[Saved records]
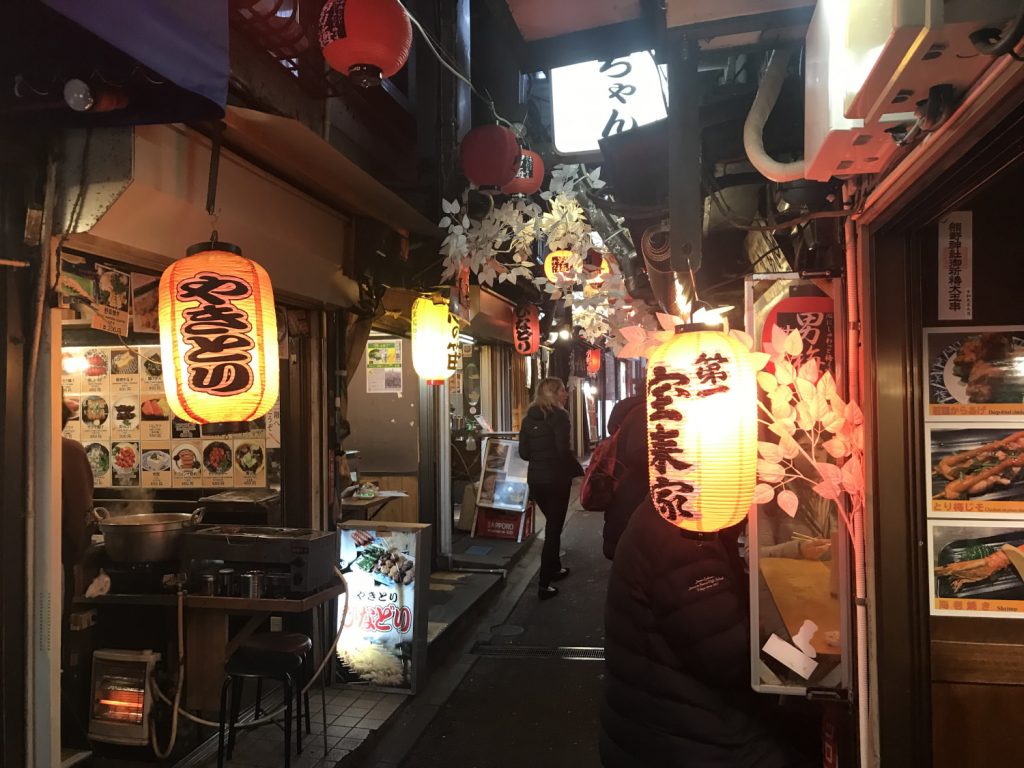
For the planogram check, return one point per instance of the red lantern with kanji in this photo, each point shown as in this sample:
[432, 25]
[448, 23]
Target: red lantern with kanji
[367, 40]
[526, 329]
[530, 175]
[491, 156]
[701, 430]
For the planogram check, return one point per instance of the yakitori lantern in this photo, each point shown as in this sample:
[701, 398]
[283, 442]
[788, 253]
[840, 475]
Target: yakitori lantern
[701, 430]
[491, 156]
[435, 340]
[529, 178]
[557, 264]
[526, 329]
[367, 40]
[218, 336]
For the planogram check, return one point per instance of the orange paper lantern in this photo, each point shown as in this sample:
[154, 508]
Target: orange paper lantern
[558, 264]
[526, 329]
[367, 40]
[218, 336]
[435, 341]
[701, 430]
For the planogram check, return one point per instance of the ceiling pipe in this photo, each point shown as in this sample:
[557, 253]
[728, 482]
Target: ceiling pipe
[764, 102]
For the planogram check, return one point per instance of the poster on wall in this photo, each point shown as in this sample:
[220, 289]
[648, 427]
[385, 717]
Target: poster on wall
[976, 468]
[956, 266]
[503, 476]
[384, 367]
[387, 569]
[977, 568]
[974, 372]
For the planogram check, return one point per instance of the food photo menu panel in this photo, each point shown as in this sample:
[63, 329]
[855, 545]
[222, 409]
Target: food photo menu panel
[132, 439]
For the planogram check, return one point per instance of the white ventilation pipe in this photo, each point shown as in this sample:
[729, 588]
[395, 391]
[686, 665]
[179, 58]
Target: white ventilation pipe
[754, 128]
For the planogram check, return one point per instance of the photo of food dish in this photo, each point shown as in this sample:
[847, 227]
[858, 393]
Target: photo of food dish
[185, 459]
[99, 458]
[979, 463]
[217, 458]
[156, 409]
[94, 411]
[249, 457]
[96, 363]
[156, 461]
[125, 458]
[126, 413]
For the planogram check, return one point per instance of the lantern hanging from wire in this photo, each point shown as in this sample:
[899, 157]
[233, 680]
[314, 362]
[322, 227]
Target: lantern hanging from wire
[368, 40]
[558, 264]
[529, 178]
[702, 430]
[526, 329]
[435, 340]
[218, 336]
[491, 156]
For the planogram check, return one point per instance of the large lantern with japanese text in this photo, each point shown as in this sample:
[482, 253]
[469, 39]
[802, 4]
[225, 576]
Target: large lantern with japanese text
[367, 40]
[701, 430]
[218, 336]
[558, 264]
[526, 329]
[435, 340]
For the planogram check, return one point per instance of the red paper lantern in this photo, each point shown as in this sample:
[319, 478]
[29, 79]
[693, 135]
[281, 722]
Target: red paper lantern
[526, 329]
[491, 156]
[530, 175]
[367, 40]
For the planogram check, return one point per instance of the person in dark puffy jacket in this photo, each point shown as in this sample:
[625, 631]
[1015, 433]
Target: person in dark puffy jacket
[544, 441]
[677, 648]
[629, 422]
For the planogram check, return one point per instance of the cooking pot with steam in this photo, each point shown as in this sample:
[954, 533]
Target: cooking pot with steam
[145, 538]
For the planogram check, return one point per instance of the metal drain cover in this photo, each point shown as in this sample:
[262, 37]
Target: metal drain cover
[571, 653]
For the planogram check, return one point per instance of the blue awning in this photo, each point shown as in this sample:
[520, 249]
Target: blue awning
[184, 41]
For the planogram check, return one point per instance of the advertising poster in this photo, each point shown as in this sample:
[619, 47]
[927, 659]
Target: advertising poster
[977, 568]
[976, 469]
[384, 367]
[974, 373]
[503, 477]
[387, 568]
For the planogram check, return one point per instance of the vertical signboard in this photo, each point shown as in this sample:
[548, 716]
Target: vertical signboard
[387, 572]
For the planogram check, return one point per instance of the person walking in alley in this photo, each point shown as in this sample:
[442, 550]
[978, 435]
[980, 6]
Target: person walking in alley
[677, 653]
[544, 441]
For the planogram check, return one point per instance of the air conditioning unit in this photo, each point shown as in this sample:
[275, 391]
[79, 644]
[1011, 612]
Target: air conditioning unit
[870, 62]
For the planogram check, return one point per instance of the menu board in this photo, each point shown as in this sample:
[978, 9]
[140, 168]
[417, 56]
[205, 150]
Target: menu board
[974, 423]
[132, 439]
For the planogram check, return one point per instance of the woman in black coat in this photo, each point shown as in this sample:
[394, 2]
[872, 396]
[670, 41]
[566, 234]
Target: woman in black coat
[677, 648]
[544, 441]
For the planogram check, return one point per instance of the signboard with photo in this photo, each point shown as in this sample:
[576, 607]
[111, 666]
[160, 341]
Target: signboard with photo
[974, 373]
[387, 571]
[977, 568]
[503, 476]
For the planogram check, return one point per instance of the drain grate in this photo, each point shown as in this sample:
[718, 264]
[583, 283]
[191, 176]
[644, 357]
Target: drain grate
[571, 653]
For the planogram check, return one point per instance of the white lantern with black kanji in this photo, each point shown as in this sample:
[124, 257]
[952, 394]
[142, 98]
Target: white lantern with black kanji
[701, 430]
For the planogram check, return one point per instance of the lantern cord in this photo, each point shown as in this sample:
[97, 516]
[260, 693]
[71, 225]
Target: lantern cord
[444, 62]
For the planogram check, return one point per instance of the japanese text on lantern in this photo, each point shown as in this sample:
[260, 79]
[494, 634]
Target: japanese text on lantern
[218, 334]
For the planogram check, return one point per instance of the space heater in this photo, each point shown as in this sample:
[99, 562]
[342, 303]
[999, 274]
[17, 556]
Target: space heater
[122, 696]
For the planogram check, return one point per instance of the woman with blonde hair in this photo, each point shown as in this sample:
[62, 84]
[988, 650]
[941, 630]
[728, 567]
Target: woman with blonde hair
[544, 441]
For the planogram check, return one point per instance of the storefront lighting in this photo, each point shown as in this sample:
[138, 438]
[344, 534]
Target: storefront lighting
[218, 336]
[435, 340]
[702, 430]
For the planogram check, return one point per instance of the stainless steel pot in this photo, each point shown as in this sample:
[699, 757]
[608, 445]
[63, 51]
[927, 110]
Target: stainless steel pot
[147, 538]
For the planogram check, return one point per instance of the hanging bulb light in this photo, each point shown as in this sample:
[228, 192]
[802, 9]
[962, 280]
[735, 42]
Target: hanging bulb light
[367, 40]
[218, 336]
[435, 340]
[702, 430]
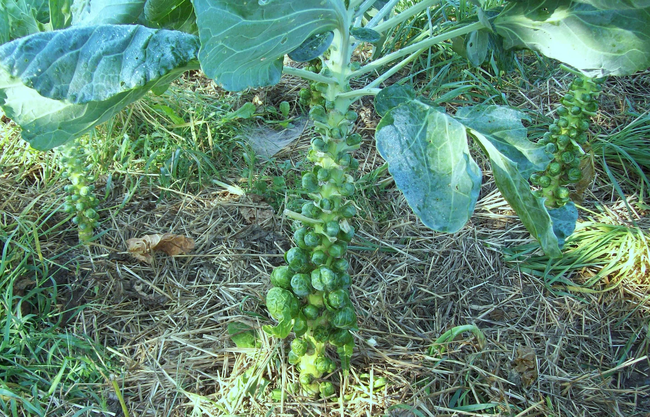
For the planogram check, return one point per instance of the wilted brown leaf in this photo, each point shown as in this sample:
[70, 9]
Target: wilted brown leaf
[142, 248]
[526, 365]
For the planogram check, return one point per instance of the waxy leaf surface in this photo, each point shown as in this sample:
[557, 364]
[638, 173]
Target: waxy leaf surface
[598, 37]
[427, 155]
[243, 43]
[516, 190]
[503, 128]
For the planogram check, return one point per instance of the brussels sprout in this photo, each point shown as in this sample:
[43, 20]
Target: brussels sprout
[326, 389]
[346, 236]
[312, 239]
[345, 318]
[325, 204]
[301, 285]
[341, 337]
[299, 346]
[544, 181]
[318, 257]
[293, 359]
[282, 304]
[551, 148]
[299, 237]
[337, 249]
[332, 228]
[323, 364]
[354, 139]
[348, 211]
[322, 334]
[329, 279]
[338, 299]
[311, 311]
[310, 182]
[567, 157]
[562, 193]
[300, 325]
[554, 168]
[316, 279]
[574, 174]
[323, 174]
[347, 189]
[310, 210]
[297, 259]
[281, 277]
[340, 265]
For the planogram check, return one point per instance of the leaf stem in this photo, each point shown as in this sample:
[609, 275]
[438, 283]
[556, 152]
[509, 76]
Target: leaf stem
[308, 75]
[425, 44]
[297, 216]
[405, 15]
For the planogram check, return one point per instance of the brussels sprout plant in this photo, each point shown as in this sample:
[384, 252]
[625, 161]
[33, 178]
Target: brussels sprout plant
[64, 68]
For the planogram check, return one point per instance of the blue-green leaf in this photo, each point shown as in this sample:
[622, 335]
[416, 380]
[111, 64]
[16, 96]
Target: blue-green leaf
[313, 47]
[516, 190]
[564, 221]
[365, 35]
[85, 75]
[427, 155]
[393, 96]
[243, 43]
[503, 128]
[598, 37]
[99, 12]
[89, 64]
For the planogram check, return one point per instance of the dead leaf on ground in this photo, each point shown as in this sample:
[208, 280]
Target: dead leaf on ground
[526, 365]
[142, 248]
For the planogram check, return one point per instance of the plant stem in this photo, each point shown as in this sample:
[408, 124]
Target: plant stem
[425, 44]
[308, 75]
[405, 15]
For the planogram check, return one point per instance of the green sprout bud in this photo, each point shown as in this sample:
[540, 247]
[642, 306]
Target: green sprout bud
[338, 299]
[332, 228]
[296, 259]
[574, 174]
[312, 239]
[337, 250]
[318, 257]
[340, 265]
[563, 141]
[345, 318]
[310, 182]
[562, 193]
[347, 189]
[567, 157]
[562, 111]
[326, 389]
[299, 347]
[554, 168]
[281, 277]
[544, 181]
[311, 311]
[354, 139]
[323, 174]
[301, 285]
[348, 211]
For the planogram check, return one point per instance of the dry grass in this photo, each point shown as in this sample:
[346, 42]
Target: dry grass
[546, 354]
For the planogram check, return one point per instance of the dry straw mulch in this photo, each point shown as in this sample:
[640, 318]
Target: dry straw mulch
[166, 322]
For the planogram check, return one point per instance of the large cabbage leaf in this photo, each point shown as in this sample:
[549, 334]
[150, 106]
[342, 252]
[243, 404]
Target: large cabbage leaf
[243, 43]
[599, 37]
[428, 157]
[58, 85]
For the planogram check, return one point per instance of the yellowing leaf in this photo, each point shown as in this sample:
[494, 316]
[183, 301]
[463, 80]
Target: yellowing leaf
[142, 248]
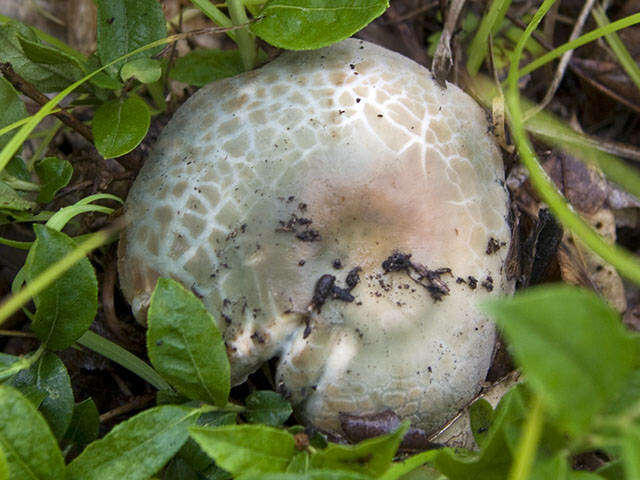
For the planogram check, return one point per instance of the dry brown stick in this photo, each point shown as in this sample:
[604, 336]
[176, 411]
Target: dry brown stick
[442, 58]
[108, 284]
[34, 94]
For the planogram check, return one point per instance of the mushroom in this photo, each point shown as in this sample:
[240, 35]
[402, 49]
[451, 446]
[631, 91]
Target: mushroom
[338, 209]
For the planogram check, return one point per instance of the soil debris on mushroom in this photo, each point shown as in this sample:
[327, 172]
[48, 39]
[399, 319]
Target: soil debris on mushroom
[385, 170]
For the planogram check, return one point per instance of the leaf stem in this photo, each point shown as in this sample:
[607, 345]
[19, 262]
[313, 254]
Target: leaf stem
[22, 364]
[244, 38]
[119, 355]
[216, 15]
[42, 281]
[528, 444]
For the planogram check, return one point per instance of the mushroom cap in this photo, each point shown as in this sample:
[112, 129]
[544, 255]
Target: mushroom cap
[324, 164]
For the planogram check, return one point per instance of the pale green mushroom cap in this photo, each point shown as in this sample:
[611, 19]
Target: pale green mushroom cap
[361, 142]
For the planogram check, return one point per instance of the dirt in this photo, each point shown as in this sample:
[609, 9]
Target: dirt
[595, 97]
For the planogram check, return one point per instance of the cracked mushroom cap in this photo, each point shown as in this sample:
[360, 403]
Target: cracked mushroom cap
[340, 210]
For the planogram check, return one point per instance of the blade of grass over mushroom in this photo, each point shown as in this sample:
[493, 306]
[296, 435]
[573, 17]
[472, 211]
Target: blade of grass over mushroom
[488, 26]
[370, 457]
[622, 54]
[528, 443]
[47, 277]
[578, 42]
[119, 355]
[120, 125]
[185, 345]
[626, 263]
[311, 24]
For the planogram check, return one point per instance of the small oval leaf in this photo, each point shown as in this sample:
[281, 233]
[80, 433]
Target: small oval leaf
[203, 66]
[267, 407]
[185, 346]
[54, 173]
[311, 24]
[120, 125]
[29, 446]
[49, 377]
[137, 448]
[146, 70]
[85, 423]
[66, 308]
[242, 449]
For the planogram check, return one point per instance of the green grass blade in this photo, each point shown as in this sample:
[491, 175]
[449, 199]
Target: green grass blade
[21, 135]
[42, 281]
[119, 355]
[578, 42]
[489, 25]
[622, 54]
[626, 263]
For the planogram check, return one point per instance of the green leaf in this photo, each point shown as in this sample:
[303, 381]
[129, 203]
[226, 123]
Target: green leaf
[4, 466]
[631, 451]
[54, 174]
[371, 457]
[564, 326]
[185, 346]
[310, 475]
[146, 70]
[494, 460]
[300, 463]
[311, 24]
[193, 455]
[241, 449]
[120, 125]
[34, 395]
[480, 414]
[29, 446]
[49, 376]
[13, 108]
[178, 469]
[400, 469]
[65, 309]
[48, 55]
[46, 78]
[11, 200]
[85, 423]
[613, 470]
[203, 66]
[267, 407]
[17, 168]
[137, 448]
[11, 365]
[125, 25]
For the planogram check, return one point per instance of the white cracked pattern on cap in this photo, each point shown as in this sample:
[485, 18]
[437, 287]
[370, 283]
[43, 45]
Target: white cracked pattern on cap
[362, 143]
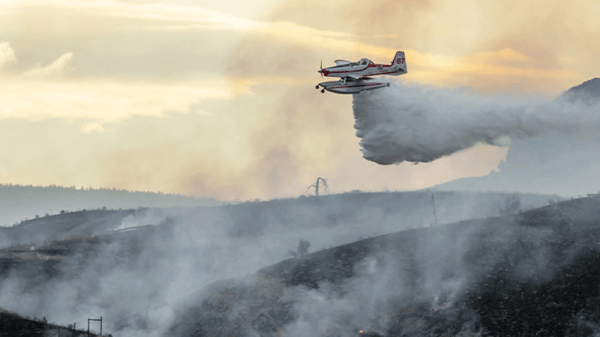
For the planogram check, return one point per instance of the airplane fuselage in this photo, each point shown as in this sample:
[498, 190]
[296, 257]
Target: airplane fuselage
[360, 70]
[356, 77]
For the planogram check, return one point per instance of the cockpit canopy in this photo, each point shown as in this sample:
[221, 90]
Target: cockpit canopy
[364, 62]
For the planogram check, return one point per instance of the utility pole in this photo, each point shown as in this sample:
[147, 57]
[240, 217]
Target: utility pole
[316, 185]
[95, 319]
[434, 213]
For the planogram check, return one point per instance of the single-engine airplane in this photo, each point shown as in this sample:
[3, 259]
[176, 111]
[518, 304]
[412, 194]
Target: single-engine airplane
[355, 76]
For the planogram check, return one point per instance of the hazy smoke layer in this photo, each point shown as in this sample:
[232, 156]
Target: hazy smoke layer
[420, 124]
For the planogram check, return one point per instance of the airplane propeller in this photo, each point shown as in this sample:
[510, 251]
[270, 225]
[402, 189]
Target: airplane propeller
[321, 67]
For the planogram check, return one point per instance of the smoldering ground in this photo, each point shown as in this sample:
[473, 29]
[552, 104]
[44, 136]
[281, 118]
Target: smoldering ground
[417, 123]
[138, 280]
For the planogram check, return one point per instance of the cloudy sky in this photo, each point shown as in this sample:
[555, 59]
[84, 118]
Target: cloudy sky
[217, 99]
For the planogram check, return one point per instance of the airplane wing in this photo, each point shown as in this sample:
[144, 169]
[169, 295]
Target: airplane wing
[354, 76]
[341, 62]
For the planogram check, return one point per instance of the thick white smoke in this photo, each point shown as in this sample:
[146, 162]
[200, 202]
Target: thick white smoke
[420, 124]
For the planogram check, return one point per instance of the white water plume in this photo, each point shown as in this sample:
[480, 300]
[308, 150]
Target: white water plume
[420, 124]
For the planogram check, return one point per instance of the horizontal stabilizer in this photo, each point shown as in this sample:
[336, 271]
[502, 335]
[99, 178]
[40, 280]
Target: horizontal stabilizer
[341, 62]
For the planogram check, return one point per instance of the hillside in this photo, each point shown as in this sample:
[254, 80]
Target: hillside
[138, 268]
[534, 274]
[18, 202]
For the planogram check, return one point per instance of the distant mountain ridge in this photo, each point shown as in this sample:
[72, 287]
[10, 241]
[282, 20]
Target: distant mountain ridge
[20, 202]
[586, 92]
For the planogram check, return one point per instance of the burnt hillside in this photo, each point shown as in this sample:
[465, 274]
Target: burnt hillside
[535, 274]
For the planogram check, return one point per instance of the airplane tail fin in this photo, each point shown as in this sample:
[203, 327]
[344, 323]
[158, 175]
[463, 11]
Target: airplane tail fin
[400, 62]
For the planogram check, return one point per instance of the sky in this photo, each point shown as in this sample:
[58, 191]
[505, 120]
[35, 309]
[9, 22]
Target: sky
[217, 99]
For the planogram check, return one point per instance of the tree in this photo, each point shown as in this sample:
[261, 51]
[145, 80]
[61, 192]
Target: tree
[512, 206]
[301, 250]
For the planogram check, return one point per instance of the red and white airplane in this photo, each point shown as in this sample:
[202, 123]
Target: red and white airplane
[355, 76]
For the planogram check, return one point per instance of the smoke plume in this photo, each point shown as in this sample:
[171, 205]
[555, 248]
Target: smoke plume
[420, 124]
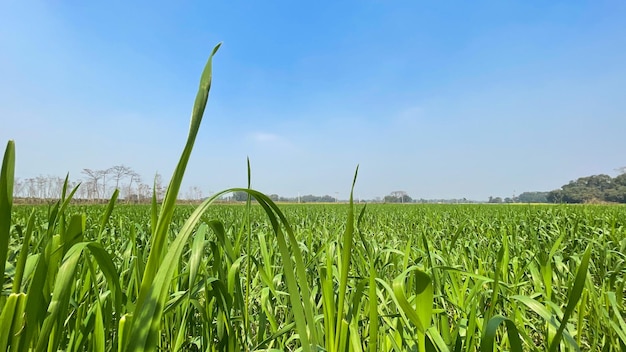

• _GOAL OF THE EXERCISE_:
How many lines of the items above contain the string "thick", matching case exactly? Reply with the number only.

• _FULL SOLUTION_:
2